Page text:
Follow the Thread

a textile & costume history blog from the Design Center at Thomas Jefferson University

Sneak peak: embellished trims


Embroidered butterfly motif, c. 1910

∼ by Jade Papa

This week, we bring you some stunning examples of a variety of trim samples held in the Textile & Costume Collection.  Our graduate student, Rojin Behroozmand, has been working on inventorying these pieces for us, but after I had a sneak peak of her work, these lovely pieces seemed too good not to share!   

Most of these pieces date to the late nineteenth- or early twentieth-century and in their former lives, these trims probably adorned women’s garments.  By the time these embellishments came into our collection, these intricately beaded and embroidered elements had long since been removed from their original context.   It was not uncommon that, as fashions shifted and dresses were adapted to new silhouettes and tastes, trims were salvaged with the thought that they could be re-used later on.

[Dataset records about object locations]

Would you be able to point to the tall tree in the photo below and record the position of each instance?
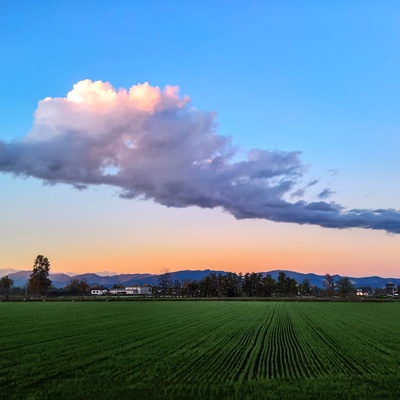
(77, 286)
(281, 283)
(305, 287)
(344, 286)
(38, 280)
(329, 284)
(6, 283)
(269, 285)
(164, 280)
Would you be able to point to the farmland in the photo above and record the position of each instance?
(199, 350)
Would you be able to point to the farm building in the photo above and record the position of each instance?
(131, 290)
(99, 290)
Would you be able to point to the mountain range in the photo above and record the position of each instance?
(60, 280)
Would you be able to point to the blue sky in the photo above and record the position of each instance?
(314, 77)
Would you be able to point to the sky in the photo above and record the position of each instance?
(243, 136)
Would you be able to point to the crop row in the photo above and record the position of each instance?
(50, 349)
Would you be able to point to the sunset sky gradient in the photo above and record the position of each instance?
(139, 136)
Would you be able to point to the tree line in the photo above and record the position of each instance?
(213, 285)
(251, 285)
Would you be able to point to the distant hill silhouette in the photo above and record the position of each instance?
(59, 280)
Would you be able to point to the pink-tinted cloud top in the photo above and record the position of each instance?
(153, 144)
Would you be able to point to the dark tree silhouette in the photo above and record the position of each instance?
(329, 284)
(38, 281)
(344, 286)
(6, 283)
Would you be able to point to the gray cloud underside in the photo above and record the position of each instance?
(176, 158)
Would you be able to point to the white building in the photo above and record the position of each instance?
(99, 291)
(132, 290)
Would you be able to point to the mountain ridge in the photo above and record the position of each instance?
(60, 280)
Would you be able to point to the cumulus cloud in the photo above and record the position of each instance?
(325, 194)
(153, 144)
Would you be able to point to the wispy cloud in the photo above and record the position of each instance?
(154, 144)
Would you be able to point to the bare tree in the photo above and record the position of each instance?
(164, 280)
(38, 281)
(6, 283)
(329, 284)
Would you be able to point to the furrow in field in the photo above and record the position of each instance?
(259, 369)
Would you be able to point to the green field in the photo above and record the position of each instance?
(193, 350)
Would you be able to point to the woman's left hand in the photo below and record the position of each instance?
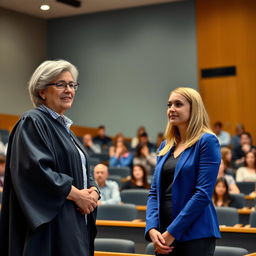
(169, 239)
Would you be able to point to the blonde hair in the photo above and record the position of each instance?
(46, 72)
(198, 121)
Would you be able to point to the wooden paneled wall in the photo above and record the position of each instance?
(226, 37)
(8, 121)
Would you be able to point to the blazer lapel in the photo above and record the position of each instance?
(183, 158)
(159, 167)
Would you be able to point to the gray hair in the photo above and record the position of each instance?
(44, 74)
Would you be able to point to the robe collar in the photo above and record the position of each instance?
(65, 121)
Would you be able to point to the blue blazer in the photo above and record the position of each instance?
(193, 215)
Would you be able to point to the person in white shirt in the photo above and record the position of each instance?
(223, 137)
(247, 172)
(109, 189)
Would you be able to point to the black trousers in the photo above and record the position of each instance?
(197, 247)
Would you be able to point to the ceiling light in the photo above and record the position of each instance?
(44, 7)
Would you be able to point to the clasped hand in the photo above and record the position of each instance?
(87, 201)
(161, 242)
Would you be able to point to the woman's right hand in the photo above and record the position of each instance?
(159, 242)
(83, 199)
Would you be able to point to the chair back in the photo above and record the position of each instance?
(229, 251)
(252, 219)
(120, 171)
(237, 200)
(126, 212)
(246, 187)
(135, 196)
(227, 216)
(115, 178)
(114, 245)
(150, 249)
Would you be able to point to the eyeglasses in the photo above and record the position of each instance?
(64, 85)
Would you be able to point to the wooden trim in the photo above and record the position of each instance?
(118, 223)
(129, 224)
(237, 229)
(99, 253)
(248, 197)
(141, 207)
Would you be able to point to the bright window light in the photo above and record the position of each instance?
(45, 7)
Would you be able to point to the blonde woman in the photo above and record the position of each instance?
(181, 219)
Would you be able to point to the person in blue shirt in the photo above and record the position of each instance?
(181, 219)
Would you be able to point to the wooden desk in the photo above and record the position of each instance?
(231, 236)
(98, 253)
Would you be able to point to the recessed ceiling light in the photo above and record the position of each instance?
(44, 7)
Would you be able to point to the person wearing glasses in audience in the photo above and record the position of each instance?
(49, 195)
(181, 218)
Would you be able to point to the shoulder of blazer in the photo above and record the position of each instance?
(208, 138)
(161, 146)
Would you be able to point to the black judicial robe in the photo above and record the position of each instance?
(36, 218)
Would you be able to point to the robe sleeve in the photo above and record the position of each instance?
(40, 188)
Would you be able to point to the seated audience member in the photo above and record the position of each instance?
(146, 158)
(230, 166)
(109, 189)
(159, 139)
(89, 146)
(221, 195)
(247, 172)
(2, 169)
(135, 140)
(143, 140)
(232, 187)
(235, 139)
(120, 157)
(3, 148)
(119, 138)
(223, 137)
(138, 178)
(102, 139)
(244, 147)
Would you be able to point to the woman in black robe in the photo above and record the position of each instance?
(49, 196)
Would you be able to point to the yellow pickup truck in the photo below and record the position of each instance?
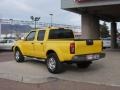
(57, 46)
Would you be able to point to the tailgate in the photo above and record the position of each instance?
(88, 46)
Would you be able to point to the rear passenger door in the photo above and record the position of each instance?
(39, 44)
(28, 44)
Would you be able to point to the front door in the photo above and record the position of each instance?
(28, 44)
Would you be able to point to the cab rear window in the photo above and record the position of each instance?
(61, 34)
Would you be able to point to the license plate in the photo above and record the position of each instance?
(90, 57)
(96, 56)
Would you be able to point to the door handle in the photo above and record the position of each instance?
(41, 43)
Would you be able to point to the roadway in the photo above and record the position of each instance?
(103, 74)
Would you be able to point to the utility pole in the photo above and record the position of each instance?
(0, 27)
(51, 19)
(35, 19)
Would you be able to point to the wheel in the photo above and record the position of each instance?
(83, 64)
(18, 56)
(53, 64)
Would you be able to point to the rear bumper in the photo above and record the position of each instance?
(88, 57)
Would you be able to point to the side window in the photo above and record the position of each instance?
(41, 35)
(31, 36)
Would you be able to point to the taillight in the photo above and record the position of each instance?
(72, 48)
(102, 45)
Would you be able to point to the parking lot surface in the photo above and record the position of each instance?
(101, 72)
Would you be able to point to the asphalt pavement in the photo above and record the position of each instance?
(102, 75)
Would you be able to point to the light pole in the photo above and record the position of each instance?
(51, 19)
(35, 19)
(0, 27)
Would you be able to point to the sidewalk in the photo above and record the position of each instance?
(53, 85)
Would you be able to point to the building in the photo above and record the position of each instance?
(91, 12)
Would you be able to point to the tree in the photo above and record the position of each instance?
(104, 32)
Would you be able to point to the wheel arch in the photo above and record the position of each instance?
(58, 54)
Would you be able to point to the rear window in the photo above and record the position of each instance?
(3, 41)
(61, 34)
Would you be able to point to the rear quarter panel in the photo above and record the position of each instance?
(61, 48)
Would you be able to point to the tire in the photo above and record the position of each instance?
(18, 56)
(83, 64)
(53, 64)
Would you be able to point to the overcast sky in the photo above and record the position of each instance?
(23, 9)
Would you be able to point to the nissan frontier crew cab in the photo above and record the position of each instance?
(57, 46)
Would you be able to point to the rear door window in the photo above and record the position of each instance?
(31, 36)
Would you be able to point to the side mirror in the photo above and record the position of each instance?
(23, 38)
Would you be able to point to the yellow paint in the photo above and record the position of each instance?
(61, 47)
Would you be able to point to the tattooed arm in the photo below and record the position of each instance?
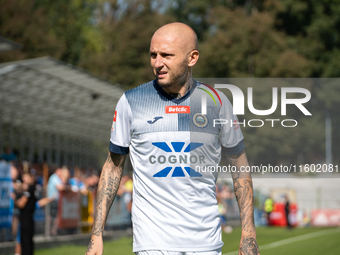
(107, 190)
(243, 188)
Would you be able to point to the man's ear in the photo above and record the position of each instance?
(193, 58)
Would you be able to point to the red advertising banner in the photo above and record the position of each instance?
(326, 218)
(68, 210)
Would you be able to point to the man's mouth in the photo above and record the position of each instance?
(161, 74)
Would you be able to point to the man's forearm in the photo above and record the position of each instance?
(107, 190)
(243, 188)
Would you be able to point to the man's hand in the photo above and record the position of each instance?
(243, 188)
(95, 246)
(107, 190)
(248, 246)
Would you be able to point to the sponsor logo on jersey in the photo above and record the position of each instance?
(200, 120)
(154, 120)
(114, 121)
(177, 109)
(176, 154)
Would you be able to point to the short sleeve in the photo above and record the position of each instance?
(120, 130)
(231, 137)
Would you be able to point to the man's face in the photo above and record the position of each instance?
(169, 61)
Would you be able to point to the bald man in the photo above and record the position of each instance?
(161, 126)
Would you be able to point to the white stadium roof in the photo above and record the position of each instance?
(49, 96)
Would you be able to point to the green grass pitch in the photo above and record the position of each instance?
(324, 242)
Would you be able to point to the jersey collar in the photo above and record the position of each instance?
(175, 100)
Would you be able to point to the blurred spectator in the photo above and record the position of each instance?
(268, 208)
(56, 183)
(17, 187)
(8, 155)
(287, 211)
(26, 205)
(222, 195)
(92, 182)
(76, 182)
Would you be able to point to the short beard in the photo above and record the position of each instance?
(181, 80)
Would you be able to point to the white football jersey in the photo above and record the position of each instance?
(174, 204)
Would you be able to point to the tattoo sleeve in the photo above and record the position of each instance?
(107, 189)
(243, 188)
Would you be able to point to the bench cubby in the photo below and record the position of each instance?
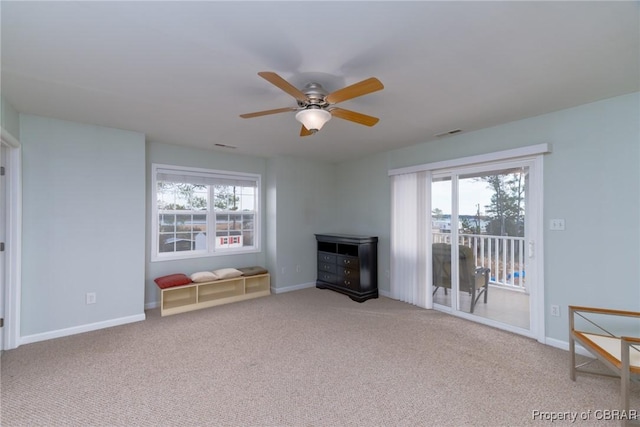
(195, 296)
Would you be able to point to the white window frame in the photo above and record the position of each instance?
(211, 250)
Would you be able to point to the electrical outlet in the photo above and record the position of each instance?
(91, 298)
(556, 224)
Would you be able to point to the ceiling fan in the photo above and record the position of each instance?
(316, 106)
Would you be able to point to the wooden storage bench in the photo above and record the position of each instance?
(194, 296)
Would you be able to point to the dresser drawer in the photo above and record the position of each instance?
(347, 261)
(326, 257)
(327, 268)
(348, 273)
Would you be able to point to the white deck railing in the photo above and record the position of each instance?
(504, 255)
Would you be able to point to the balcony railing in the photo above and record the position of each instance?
(504, 255)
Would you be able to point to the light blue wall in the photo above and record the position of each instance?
(9, 119)
(208, 159)
(591, 179)
(83, 224)
(74, 243)
(302, 203)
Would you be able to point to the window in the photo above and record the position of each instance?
(201, 212)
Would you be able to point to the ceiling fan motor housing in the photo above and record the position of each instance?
(316, 95)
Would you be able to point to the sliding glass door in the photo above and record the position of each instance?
(481, 243)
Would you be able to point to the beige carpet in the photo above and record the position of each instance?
(305, 358)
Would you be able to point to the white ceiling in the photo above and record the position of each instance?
(182, 72)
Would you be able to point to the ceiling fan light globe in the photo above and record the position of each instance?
(313, 118)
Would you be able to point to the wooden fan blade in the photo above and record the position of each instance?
(305, 132)
(358, 89)
(266, 112)
(278, 81)
(352, 116)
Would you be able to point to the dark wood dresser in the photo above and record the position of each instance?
(348, 264)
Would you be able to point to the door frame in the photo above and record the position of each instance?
(13, 241)
(534, 153)
(532, 235)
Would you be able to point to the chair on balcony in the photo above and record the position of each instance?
(473, 280)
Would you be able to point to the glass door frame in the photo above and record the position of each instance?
(533, 239)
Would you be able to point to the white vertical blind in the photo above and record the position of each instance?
(409, 238)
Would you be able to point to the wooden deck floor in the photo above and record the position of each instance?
(503, 305)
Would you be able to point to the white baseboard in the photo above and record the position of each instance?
(28, 339)
(293, 288)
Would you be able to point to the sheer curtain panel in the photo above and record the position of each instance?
(409, 237)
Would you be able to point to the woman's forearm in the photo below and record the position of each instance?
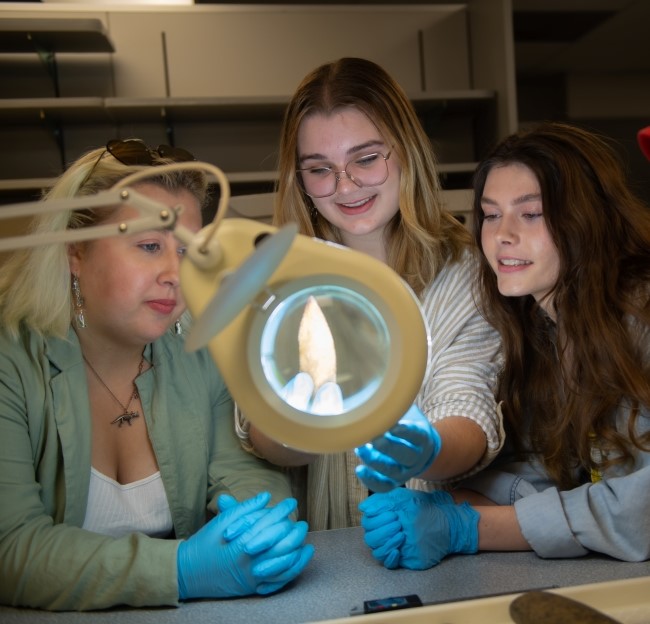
(498, 529)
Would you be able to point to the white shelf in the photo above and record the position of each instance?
(53, 35)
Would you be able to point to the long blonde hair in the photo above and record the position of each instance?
(35, 283)
(422, 236)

Task prompt: Continue the embellished trims blog post, starting after its last sentence.

Answer to this exercise:
Who knows how many lives these pieces lived before they ended up under our roof?  Now, students have the opportunity to study their materials, the techniques used in their manufacture, and of course, their beauty.

Probably dating to the 1910s, this embroidered motif evokes the wing of a butterfly and its color scheme corresponds to the shift in fashion towards Orientalism – the Western world’s reinterpretation of what was deemed the exotic East.  Paul Poiret lead this charge in fashion, drawing great influence from Sergei Diaghilev’s Ballets Russes. 

The beaded trim below, that employs a color palette of mint-colored glass beads alongside red, pink, blue-ish purple and faceted black beads, certainly captures this vibrant shift in fashion.  Its motifs however, suggest a movement towards the more geometric and stylized shapes associated with the 1920s.

Then there are these pieces encrusted with leaf and dome shaped metal nail heads.  These embellishments are mounted onto U-shaped pieces of wool.  We’re still trying to figure out what their original use or placement on a garment may have been.  Interestingly, there are two other examples of similarly shaped pieces, but these are covered in round faux-pearl beads and goldwork embroidery.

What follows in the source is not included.